--- start of RECORD LIST ---
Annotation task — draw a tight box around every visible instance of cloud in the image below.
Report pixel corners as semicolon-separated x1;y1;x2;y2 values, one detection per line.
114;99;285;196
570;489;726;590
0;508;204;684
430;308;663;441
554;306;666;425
--- end of RECORD LIST ---
= SET TASK =
Reproduce every one of the items above word for word, leaving nothing out.

= ANSWER TO THE TASK =
Annotation task — draw a tight box around every visible instance of cloud in the image below.
Report pixel corners as semicolon-separated x1;y1;x2;y2 values, one detection per line.
114;99;285;196
570;489;726;590
0;508;204;684
430;308;663;441
554;306;666;425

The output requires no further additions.